**Input records:**
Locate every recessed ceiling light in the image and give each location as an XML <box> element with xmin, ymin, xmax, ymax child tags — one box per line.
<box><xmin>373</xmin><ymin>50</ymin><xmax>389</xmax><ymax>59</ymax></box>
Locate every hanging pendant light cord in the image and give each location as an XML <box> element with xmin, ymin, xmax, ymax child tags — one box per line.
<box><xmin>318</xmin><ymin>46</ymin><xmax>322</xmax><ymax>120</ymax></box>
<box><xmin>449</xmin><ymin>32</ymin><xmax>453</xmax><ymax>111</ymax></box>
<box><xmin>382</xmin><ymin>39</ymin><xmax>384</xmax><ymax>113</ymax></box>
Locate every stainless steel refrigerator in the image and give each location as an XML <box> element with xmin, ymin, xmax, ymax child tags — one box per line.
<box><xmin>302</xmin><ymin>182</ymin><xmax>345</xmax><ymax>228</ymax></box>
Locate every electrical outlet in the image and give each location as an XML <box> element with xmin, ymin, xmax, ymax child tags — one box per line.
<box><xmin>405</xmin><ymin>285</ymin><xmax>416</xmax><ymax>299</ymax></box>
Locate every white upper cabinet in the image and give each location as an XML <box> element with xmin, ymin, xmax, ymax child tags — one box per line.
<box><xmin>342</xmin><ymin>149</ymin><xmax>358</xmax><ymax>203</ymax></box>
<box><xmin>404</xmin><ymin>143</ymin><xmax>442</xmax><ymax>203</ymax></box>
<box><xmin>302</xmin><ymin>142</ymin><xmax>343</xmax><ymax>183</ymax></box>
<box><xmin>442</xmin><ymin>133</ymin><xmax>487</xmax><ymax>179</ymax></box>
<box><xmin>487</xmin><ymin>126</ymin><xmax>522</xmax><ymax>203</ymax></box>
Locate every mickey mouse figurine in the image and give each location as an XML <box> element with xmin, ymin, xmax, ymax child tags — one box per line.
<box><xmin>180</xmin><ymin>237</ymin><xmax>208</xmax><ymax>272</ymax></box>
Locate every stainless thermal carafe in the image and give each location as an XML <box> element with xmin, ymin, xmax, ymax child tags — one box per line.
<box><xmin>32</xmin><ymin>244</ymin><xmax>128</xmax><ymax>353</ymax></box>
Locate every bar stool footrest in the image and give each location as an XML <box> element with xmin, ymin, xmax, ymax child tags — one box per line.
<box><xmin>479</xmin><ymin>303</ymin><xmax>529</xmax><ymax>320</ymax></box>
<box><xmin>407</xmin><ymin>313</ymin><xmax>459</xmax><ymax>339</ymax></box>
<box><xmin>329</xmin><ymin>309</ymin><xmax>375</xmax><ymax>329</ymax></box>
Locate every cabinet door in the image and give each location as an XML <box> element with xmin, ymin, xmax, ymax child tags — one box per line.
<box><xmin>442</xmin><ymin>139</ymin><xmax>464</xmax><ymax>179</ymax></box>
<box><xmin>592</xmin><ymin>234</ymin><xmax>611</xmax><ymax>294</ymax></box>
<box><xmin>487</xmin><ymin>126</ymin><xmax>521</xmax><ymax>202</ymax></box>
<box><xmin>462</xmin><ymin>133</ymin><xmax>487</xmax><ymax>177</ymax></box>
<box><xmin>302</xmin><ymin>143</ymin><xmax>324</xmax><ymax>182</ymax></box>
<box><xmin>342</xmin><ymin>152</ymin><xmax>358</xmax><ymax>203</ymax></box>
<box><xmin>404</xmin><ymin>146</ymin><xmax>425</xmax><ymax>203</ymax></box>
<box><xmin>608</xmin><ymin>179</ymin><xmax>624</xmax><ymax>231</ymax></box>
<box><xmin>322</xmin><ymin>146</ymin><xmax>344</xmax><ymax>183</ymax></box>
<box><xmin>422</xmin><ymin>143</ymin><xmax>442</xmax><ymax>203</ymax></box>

**Given instruction:** Please filter the entries above, keeping every line that contains the word "stainless", and copy those lines out.

**Result below:**
Locate every stainless steel refrigerator in the image and give each location as an XML <box> element with xmin, ymin, xmax, ymax child tags — one box per line.
Locate every stainless thermal carafe in the image and give each location as an XML <box> element with xmin, ymin, xmax, ymax child tags — one box per line.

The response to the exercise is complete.